● **O que fazer**:
**a.** Responda, com base no texto sobre o árbitro Margarida:
(i) Quem entrevistou o juiz em dezembro de 2011?
(ii) Quem o texto aponta como ídolo de Margarida?
(iii) De qual tribunal Moro sofreu reprimendas?
**b.** Reescreva o trecho do texto sobre o árbitro Margarida de "Naquela entrevista, admitiu" a "a cada momento.", substituindo "jornalista" por "entrevistadora".
**c.** Dê continuidade ao texto sobre o árbitro Margarida e o juiz Sérgio Moro a partir do ponto em que ele termina.

Quem
acompanhou futebol no final da década de 80, viu surgir no Rio de Janeiro um
árbitro de estilo diferente. Praticamente bailava sobre o gramado. Ao correr,
saltitava, às vezes deslocando-se em corridas velozes para trás. Seu gestual
era exuberante. O auge, quando levantava um cartão para advertir ou expulsar um
atleta. Punha-se nas pontas dos pés e vergava o corpo a ponto de derrubar a
cabeça para trás, como se fitasse o céu, para onde, aliás, dirigia a mão. A
posição era repetida no apito final de cada partida, também com o braço
esticado para o alto.
Pronto,
terminou o espetáculo. Entrevistado por Marília Gabriela, em dezembro de 2011,
o juiz reconheceu: “O campo de futebol não deixa de ser um palco pra mim.” Jorge
José Emiliano dos Santos trouxe do tempo em que apitava peladas na praia, onde
o seu jeito exótico já divertia atletas e banhistas, o apelido de Margarida.
Naquela entrevista, admitiu ganhar mais como Margarida do que como árbitro
oficial da CBF. A qualidade da sua arbitragem era consensualmente reconhecida e
chamava a atenção por peitar os atletas metidos a
"machões". Mas fez questão de dizer à jornalista: “Eu tenho
que ser autoridade (em campo) e não autoritário.”
Margarida
foi destaque durante alguns anos, até por transformar cada partida em um duplo
espetáculo. Mas não chegou a se tornar uma referência, como fora o seu ídolo
Armando Marques. Certamente por conta do reparo que faziam muitos de seus
críticos, alegando que o bom juiz é aquele que sequer tem a presença notada em
campo. Isto é, faz o jogo fluir e sua autoridade está tão assimilada pelos
jogadores que não é preciso ressaltá-la a cada momento.
Sem
dúvida, não seria nada ruim se as reflexões de Margarida (ou Jorge José
Emiliano dos Santos) servissem de lição para certos personagens da magistratura
brasileira atual.
Confesso
que, sufocado pela presença ostensiva do juiz paranaense Sérgio Moro, sofri a
mesma síndrome que, subitamente, vi se espalhar pelas redes sociais. “Cadê o Moro?”
De
fato, orquestrando a ação de um numeroso grupo de procuradores e policiais
federais, Moro parecia não se conformar se fosse ignorado nas principais
manchetes de jornais e nas chamadas mais sensacionais de rádio e TV. Nem sempre
com ações lícitas, pois propiciando ou pelo menos permitindo o vazamento de
informações sigilosas, determinando detenções e conduções coercitivas tão
afoitas que teve de retroagir ao identificar, quando o prejuízo já era irreparável
para suas vítimas, não se tratar de quem pretendia deter. Chegando, no momento
mais crítico, a sofrer reprimendas do STF, o que forçou a que pedisse desculpas
publicamente. É forçoso assinalar que, em boa parte da operação que conduz, as
ações mais espetaculosas ao menos pareceram sincronizadas com movimentações
políticas ou das ruas. Como se estivesse disputando a evidência nos meios de
comunicação ou, conforme acreditam muitos, querendo nelas influir.

● **Registros fornecidos**:
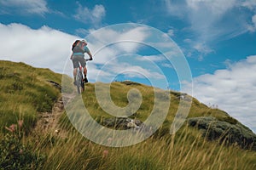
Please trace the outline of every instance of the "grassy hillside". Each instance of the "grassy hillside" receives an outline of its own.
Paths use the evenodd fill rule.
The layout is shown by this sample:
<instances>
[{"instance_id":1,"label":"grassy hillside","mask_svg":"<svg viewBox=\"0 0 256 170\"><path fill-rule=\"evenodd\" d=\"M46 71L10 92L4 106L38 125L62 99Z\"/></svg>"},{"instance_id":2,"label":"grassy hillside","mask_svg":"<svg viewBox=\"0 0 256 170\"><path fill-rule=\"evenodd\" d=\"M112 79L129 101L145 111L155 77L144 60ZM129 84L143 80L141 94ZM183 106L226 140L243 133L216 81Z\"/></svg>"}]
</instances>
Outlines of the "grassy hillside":
<instances>
[{"instance_id":1,"label":"grassy hillside","mask_svg":"<svg viewBox=\"0 0 256 170\"><path fill-rule=\"evenodd\" d=\"M60 90L48 82L61 83L61 75L24 63L0 61L0 127L24 120L26 130L37 122L38 112L51 111Z\"/></svg>"},{"instance_id":2,"label":"grassy hillside","mask_svg":"<svg viewBox=\"0 0 256 170\"><path fill-rule=\"evenodd\" d=\"M12 169L14 166L21 169L256 168L255 151L241 150L236 144L228 146L218 139L208 140L201 130L187 126L187 123L175 134L169 134L180 102L178 92L170 92L171 103L163 126L147 140L131 146L107 147L86 139L73 128L65 110L59 120L60 133L55 133L55 129L32 133L38 114L50 111L60 96L60 90L49 80L60 83L61 75L9 61L0 61L0 137L3 137L0 169ZM102 87L109 85L97 83ZM90 116L102 123L105 118L113 116L98 104L95 85L86 85L86 93L83 94L82 99ZM144 121L153 110L152 87L127 82L112 82L111 98L116 105L125 107L129 102L127 92L131 88L140 91L143 102L130 117ZM224 111L211 109L193 99L189 118L207 116L232 125L239 123ZM5 129L4 127L16 123L20 119L24 120L22 127L25 130L31 133L20 135L22 128L15 133Z\"/></svg>"}]
</instances>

● **Resultados esperados**:
**a.**
(i) Marília Gabriela.
(ii) Armando Marques.
(iii) Do STF.

**b.**
Naquela entrevista, admitiu ganhar mais como Margarida do que como árbitro
oficial da CBF. A qualidade da sua arbitragem era consensualmente reconhecida e
chamava a atenção por peitar os atletas metidos a
"machões". Mas fez questão de dizer à entrevistadora: “Eu tenho
que ser autoridade (em campo) e não autoritário.”
Margarida
foi destaque durante alguns anos, até por transformar cada partida em um duplo
espetáculo. Mas não chegou a se tornar uma referência, como fora o seu ídolo
Armando Marques. Certamente por conta do reparo que faziam muitos de seus
críticos, alegando que o bom juiz é aquele que sequer tem a presença notada em
campo. Isto é, faz o jogo fluir e sua autoridade está tão assimilada pelos
jogadores que não é preciso ressaltá-la a cada momento.

**c.**
Ao
invés de se reservar a uma posição discreta, já recomendável para qualquer
juiz, mais ainda para quem feria interesses de portentosos empresários e
políticos de significativa grandeza, fazia insistente e nada cuidadosa
exposição pessoal. Como ao dirigir
recados a manifestantes ou aceitar a participação em eventos de personagens que
se sabe candidatos daqui a alguns meses, como o comunicador e política João
Dória, por sinal acusado de atos ilícitos até por companheiros de legenda.
Como
fez alarde de que pretendia ver a opinião pública contaminada pela Operação
Lava Jato, criando o clima social e político que entendi indispensável para o
seu sucesso, é de se pensar sobre as ilações de alguns críticos, para os quais
toda a sua postura fosse um elemento de marketing
voltado para atingir o seu objetivo.
Os
críticos mais ácidos chegam a insinuar que a forma de conduzir a Operação faz
parte de um processo mais global voltado para fulminar o mandato legítimo da
presidenta Dilma Rousseff.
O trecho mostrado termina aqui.